◆ Source extract:
———

I always used KPPP to dialup. I like to have the docked icon and throughput 
graph available. Of-course, my Potato CDs didn't come with KDE, so I went the 
way of the console, using pppconfig/pon/poff and cftp. They worked fine and 
all test uploads went smoothly, just as you would expect. No weird stalling 
of uploads that I had experienced, or that you would expect if there was bad 
hardware in the way. That made me wonder what was different. It was KPPP.

So I boot up Sid and try dialling by pon. Sure enough, uploads now worked 
flawlessly. (And I was able to commit a whole bunch of stuff that had been 
waiting for a month.) I hangup and try again in KPPP, and lo and behold 
uploads stall at 40K, just as it had been doing before.

So there you go - something is very wrong with my KPPP config (or KPPP 
itself). I'm not in a hurry to fix it now that I have a workaround, but any 
ideas are welcome. I'll post config files on demand. ;-)

———

Some records
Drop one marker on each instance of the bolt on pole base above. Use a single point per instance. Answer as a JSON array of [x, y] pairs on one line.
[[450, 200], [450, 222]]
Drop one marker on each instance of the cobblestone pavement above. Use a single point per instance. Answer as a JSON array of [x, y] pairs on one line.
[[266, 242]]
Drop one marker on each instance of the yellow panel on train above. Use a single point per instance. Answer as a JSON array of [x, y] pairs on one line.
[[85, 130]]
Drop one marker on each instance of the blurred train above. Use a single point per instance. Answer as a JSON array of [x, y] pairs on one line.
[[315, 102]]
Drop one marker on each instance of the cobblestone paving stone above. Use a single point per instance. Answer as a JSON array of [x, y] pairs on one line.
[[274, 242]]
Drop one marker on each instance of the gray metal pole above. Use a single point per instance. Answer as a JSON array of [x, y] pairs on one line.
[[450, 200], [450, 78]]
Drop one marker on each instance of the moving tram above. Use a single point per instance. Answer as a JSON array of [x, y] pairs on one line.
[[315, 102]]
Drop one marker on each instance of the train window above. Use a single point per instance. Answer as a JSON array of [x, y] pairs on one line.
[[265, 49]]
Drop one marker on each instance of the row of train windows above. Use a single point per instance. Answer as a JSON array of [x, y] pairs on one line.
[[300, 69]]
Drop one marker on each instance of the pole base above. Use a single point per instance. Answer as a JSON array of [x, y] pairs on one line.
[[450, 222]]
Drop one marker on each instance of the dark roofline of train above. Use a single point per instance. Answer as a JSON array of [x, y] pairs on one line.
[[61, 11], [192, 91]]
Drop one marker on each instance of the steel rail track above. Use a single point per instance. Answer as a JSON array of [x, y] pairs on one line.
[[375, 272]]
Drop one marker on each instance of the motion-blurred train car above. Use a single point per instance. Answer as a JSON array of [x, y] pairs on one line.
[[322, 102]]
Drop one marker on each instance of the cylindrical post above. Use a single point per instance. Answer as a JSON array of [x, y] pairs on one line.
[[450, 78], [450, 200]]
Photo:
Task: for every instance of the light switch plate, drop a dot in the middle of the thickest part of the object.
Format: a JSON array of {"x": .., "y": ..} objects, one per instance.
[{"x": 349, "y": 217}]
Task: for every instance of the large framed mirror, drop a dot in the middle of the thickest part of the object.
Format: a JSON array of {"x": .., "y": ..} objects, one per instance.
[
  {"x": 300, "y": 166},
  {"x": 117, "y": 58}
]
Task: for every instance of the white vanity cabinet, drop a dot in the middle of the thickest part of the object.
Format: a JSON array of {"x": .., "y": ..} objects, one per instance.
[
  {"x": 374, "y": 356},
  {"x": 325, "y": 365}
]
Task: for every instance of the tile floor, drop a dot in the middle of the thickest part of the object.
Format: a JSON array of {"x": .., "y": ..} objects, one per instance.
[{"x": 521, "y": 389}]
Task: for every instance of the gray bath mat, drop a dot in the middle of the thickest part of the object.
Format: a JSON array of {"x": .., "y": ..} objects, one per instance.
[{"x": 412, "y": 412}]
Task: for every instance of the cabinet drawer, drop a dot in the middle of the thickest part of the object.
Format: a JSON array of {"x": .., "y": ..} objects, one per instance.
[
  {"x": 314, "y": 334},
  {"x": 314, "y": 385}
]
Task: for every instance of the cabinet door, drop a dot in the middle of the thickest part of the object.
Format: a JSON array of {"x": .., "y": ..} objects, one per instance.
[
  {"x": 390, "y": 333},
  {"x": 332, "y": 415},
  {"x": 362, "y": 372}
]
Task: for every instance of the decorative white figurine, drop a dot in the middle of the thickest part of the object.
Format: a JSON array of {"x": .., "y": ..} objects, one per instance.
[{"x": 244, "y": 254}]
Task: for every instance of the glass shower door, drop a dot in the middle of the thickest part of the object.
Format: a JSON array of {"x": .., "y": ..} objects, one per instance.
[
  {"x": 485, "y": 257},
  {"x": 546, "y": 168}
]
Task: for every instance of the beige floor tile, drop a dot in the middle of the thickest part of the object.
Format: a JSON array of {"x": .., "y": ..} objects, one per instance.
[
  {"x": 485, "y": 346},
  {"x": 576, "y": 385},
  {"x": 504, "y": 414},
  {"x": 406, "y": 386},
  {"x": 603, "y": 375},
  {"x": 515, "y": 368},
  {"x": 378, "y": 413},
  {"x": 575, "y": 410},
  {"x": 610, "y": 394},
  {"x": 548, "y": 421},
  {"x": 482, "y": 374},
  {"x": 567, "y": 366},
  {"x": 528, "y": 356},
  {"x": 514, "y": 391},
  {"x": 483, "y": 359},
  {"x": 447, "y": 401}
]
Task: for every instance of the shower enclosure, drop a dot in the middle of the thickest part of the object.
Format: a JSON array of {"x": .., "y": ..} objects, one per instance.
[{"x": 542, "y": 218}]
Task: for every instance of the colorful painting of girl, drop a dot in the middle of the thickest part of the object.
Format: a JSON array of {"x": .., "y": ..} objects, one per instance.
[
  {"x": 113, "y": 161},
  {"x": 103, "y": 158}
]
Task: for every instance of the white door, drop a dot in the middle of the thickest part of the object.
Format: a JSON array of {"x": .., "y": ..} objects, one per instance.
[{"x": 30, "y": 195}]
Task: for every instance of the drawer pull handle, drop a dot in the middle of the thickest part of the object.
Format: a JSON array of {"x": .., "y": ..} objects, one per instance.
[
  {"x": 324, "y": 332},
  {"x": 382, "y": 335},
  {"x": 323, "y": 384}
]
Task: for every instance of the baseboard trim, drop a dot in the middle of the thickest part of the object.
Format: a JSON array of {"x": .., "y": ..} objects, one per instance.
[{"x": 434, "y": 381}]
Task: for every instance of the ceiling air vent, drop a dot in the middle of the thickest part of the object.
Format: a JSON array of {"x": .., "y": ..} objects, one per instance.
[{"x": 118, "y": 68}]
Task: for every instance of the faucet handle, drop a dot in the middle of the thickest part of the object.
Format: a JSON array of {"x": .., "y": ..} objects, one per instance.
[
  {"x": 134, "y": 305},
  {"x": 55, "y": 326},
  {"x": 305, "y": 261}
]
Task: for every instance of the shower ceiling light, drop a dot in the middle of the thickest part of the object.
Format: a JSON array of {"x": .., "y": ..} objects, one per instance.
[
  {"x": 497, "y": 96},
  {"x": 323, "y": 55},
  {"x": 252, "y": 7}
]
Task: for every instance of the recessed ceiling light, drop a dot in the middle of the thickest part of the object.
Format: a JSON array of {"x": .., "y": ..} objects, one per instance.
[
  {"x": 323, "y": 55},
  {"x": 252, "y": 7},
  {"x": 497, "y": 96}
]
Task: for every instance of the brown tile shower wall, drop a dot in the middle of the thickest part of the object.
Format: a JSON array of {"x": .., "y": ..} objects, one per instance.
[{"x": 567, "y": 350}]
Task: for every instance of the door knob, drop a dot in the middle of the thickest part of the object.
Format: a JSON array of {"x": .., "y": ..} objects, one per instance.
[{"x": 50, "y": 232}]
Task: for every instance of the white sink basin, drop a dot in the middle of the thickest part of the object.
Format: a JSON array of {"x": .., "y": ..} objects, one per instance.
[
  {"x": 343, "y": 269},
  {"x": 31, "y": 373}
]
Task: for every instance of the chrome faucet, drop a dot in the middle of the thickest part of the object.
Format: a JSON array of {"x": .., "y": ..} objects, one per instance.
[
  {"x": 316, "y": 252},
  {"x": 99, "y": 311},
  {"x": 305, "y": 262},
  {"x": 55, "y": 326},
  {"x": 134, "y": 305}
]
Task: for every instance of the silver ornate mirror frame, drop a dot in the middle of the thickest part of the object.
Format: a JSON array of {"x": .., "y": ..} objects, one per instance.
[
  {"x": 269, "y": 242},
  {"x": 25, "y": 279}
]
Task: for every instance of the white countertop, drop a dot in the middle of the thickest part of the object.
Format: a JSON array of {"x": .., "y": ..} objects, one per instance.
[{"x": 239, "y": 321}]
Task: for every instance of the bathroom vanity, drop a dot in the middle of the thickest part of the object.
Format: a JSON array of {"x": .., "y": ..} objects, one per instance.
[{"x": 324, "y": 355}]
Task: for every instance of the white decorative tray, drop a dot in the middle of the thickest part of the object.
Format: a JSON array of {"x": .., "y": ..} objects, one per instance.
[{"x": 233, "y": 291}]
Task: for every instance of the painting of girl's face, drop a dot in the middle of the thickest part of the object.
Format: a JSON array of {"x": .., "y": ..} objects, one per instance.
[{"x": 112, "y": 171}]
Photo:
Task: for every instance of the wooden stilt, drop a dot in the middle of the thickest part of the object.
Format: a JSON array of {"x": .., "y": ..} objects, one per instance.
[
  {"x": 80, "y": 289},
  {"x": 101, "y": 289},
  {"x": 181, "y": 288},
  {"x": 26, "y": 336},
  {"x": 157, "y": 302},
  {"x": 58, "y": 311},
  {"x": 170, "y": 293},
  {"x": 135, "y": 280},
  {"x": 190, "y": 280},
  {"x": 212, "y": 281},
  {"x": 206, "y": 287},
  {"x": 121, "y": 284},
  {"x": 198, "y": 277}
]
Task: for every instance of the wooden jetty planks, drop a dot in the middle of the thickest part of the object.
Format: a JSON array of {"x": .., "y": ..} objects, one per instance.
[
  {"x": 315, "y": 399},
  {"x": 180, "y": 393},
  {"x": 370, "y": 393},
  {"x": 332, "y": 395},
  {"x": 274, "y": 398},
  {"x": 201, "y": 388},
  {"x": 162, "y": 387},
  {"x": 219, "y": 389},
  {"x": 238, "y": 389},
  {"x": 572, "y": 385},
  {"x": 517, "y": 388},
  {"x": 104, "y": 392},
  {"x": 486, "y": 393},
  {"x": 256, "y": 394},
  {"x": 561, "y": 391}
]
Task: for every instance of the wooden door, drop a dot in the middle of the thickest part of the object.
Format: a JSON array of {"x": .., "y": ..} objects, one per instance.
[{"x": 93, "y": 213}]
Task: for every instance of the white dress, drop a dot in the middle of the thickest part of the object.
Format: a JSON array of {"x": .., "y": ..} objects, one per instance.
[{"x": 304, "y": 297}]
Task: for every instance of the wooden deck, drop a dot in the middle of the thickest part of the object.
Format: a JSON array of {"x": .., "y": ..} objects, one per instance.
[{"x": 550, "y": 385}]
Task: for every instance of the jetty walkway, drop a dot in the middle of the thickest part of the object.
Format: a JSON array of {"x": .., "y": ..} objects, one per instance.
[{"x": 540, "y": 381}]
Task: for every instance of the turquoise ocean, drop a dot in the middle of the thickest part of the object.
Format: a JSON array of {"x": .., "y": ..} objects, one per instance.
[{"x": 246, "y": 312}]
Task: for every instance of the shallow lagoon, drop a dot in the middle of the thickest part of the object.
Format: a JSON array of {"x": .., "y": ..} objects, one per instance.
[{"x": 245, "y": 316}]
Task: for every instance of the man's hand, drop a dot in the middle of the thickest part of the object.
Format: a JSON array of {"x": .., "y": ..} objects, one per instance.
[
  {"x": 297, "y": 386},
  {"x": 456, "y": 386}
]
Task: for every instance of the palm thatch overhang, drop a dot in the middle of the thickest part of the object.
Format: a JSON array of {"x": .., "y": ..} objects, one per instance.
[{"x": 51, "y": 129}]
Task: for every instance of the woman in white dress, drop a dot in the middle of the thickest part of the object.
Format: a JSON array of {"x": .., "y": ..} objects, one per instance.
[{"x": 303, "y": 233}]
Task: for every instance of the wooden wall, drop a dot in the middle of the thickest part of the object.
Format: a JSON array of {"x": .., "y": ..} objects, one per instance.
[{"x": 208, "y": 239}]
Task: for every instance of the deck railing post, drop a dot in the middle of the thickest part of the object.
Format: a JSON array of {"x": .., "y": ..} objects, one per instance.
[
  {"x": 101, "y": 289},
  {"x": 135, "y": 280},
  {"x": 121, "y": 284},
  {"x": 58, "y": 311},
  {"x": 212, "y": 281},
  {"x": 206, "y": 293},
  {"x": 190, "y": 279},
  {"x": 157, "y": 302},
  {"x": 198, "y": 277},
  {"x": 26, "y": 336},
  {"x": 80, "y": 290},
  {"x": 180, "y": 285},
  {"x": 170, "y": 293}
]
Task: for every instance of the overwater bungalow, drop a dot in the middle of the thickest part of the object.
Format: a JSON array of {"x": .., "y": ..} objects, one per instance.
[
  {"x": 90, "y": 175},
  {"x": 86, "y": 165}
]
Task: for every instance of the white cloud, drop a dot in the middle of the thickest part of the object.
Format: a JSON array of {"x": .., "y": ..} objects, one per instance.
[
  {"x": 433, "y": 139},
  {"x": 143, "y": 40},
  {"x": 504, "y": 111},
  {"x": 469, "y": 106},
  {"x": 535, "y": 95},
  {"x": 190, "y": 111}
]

———

◆ Required actions:
• 1. Decide whether each statement agrees with the KPPP post, answering yes or no and quoting the words of the post that settle it. (a) The Potato CDs included KDE. (b) After dialling with pon under Sid, uploads worked without trouble. (c) The writer wants to fix the KPPP problem right away.
• 2. Answer these questions from the KPPP post:
(a) Which console tools did the writer use instead of KPPP?
(b) At what size did uploads stall when dialling through KPPP?
(c) How long had the committed material been waiting?

◆ Solutions in order:
• 1.
(a) No: "my Potato CDs didn't come with KDE"
(b) Yes: "uploads now worked flawlessly"
(c) No: "I'm not in a hurry to fix it now that I have a workaround"

• 2.
(a) pppconfig, pon, poff and cftp
(b) 40K
(c) A month